- [DATA EXTRACT]:

——

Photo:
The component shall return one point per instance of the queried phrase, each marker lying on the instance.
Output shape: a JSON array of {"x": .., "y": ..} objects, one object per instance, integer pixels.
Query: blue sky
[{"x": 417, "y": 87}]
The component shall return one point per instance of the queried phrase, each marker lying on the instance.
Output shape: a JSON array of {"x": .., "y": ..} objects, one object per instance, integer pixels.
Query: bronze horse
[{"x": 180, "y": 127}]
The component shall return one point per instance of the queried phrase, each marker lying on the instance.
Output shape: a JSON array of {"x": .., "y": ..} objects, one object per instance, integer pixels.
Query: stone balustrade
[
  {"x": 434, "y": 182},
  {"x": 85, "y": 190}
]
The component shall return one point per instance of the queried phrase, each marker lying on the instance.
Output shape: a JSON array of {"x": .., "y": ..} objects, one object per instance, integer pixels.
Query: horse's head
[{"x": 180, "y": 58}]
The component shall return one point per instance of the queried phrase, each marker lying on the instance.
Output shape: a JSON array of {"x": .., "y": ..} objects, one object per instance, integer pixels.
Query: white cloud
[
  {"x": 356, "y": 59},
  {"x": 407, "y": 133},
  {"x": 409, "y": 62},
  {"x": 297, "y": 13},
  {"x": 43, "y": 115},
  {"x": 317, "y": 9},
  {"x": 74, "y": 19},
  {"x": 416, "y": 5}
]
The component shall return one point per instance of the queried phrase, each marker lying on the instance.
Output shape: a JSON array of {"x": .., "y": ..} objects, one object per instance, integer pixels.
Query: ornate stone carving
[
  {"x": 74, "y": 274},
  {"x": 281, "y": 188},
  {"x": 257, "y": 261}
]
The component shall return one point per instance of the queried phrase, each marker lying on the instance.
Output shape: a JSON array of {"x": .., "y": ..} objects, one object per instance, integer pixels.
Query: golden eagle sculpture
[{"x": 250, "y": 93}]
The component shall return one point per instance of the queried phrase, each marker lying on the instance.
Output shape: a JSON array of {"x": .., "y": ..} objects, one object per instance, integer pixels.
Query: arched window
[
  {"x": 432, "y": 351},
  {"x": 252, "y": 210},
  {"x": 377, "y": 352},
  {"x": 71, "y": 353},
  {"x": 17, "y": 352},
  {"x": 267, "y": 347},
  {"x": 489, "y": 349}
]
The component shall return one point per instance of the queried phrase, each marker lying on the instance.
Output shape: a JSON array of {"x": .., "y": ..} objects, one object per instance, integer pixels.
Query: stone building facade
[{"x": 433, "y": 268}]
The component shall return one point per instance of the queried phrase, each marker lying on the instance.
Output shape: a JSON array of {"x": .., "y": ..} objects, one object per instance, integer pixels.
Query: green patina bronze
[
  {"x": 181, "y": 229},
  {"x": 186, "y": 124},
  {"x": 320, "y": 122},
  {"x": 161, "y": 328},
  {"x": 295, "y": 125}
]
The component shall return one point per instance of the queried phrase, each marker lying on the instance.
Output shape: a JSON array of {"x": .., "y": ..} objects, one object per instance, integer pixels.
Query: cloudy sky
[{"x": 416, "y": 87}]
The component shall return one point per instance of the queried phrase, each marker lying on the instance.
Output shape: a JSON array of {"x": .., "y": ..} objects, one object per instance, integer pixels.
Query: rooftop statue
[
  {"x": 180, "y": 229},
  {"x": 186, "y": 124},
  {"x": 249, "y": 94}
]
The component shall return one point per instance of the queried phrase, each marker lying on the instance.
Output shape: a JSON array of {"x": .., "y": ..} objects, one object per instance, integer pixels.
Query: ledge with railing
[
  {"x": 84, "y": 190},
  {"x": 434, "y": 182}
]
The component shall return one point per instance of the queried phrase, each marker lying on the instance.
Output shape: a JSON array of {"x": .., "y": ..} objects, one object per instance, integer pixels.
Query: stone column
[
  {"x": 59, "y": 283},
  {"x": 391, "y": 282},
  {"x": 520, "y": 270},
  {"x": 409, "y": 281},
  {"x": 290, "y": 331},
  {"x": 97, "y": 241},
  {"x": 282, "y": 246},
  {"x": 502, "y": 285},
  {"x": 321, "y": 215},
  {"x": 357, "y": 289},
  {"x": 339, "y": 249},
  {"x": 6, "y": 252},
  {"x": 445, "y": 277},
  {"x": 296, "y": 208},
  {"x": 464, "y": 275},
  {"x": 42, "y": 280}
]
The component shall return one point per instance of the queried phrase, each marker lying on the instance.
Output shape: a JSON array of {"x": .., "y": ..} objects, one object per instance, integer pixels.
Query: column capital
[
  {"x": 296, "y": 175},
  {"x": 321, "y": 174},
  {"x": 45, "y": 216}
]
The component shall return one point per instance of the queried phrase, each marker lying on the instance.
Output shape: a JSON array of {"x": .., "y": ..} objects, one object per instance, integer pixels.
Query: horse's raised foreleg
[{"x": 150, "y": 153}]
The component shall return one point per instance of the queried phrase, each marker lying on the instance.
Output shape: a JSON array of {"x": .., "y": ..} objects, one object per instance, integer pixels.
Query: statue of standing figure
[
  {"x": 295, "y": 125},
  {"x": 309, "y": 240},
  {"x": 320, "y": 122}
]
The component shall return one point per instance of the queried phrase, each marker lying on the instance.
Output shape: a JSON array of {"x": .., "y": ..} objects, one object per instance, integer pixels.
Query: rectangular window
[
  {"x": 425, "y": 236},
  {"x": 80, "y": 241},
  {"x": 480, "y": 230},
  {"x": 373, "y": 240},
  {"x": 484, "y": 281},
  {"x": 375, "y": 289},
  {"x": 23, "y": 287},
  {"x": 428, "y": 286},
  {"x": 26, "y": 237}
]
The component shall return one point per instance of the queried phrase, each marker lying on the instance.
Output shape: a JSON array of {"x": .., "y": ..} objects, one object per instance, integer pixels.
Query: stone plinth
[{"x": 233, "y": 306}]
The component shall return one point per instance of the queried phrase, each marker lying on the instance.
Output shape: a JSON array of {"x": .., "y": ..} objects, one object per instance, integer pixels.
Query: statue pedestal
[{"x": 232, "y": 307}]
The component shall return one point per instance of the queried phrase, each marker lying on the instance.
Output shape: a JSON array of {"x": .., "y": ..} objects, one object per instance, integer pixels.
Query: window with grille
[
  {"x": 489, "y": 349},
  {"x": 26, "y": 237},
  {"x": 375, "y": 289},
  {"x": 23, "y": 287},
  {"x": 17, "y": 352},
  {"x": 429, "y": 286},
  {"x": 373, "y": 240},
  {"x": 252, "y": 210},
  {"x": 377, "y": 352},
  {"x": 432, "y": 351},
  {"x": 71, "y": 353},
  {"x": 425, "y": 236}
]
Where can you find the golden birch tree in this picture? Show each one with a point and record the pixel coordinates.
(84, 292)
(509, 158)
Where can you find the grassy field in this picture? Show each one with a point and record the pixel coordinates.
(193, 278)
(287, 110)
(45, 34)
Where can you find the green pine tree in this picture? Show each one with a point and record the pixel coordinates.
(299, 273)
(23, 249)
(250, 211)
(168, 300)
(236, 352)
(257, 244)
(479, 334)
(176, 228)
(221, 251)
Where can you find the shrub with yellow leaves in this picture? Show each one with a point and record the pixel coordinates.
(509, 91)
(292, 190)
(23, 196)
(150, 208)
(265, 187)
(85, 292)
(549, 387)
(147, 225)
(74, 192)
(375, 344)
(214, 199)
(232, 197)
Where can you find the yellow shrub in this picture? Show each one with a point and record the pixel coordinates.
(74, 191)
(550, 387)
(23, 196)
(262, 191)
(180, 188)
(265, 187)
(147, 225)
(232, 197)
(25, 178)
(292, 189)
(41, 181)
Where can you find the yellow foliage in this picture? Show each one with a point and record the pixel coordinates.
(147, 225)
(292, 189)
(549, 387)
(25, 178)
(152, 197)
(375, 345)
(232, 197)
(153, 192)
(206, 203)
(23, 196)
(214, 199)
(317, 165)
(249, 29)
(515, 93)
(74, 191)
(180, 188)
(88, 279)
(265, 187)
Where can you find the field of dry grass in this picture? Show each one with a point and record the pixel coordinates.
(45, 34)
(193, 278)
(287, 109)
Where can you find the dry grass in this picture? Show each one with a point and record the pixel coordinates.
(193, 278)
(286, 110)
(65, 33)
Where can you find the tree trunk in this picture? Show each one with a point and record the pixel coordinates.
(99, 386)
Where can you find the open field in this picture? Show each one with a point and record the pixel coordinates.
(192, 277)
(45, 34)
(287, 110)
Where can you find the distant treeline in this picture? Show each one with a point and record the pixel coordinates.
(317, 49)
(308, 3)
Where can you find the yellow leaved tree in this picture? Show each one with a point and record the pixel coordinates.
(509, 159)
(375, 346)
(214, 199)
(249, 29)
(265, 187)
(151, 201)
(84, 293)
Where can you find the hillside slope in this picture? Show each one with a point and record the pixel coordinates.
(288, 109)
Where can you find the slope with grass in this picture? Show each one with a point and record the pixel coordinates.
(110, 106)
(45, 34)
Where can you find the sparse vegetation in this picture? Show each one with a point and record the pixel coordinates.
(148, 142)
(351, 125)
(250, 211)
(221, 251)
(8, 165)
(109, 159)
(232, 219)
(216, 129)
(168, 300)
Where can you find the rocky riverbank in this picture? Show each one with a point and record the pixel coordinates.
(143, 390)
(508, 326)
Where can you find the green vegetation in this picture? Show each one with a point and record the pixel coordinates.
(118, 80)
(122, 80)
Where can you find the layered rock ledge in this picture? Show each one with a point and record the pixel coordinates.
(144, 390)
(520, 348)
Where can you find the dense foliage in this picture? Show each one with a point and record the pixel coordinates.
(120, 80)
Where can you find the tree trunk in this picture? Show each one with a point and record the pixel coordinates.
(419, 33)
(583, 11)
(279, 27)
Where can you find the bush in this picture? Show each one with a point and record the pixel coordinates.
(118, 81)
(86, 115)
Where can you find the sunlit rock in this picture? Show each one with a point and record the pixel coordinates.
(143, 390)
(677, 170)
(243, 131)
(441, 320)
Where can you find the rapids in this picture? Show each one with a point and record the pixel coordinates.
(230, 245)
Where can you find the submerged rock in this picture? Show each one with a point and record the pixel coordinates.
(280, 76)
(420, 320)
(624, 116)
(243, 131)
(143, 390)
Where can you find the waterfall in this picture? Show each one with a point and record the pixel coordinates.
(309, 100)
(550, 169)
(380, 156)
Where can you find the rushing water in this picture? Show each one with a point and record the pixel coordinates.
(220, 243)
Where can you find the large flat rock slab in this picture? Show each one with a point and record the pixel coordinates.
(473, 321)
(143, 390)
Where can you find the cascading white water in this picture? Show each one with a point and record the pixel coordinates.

——

- [WHAT THIS TASK INVOLVES]: Your task is to reproduce exactly the lines that begin with the one containing "Where can you find the waterfall" and continue to the end of the data, both ends included.

- [ANSWER BOX]:
Where can you find the waterfall in this picture? Show each one with a point and record the pixel coordinates.
(309, 100)
(550, 169)
(380, 156)
Where can you find the rushing water in this picture? Show each one with a point and record the pixel coordinates.
(220, 243)
Where can you find the large flat rock slab in this picture? Show each one with a point and record the pixel coordinates.
(473, 321)
(143, 390)
Where can you find the cascading white water in this picture? Show each one with a point and record the pixel coordinates.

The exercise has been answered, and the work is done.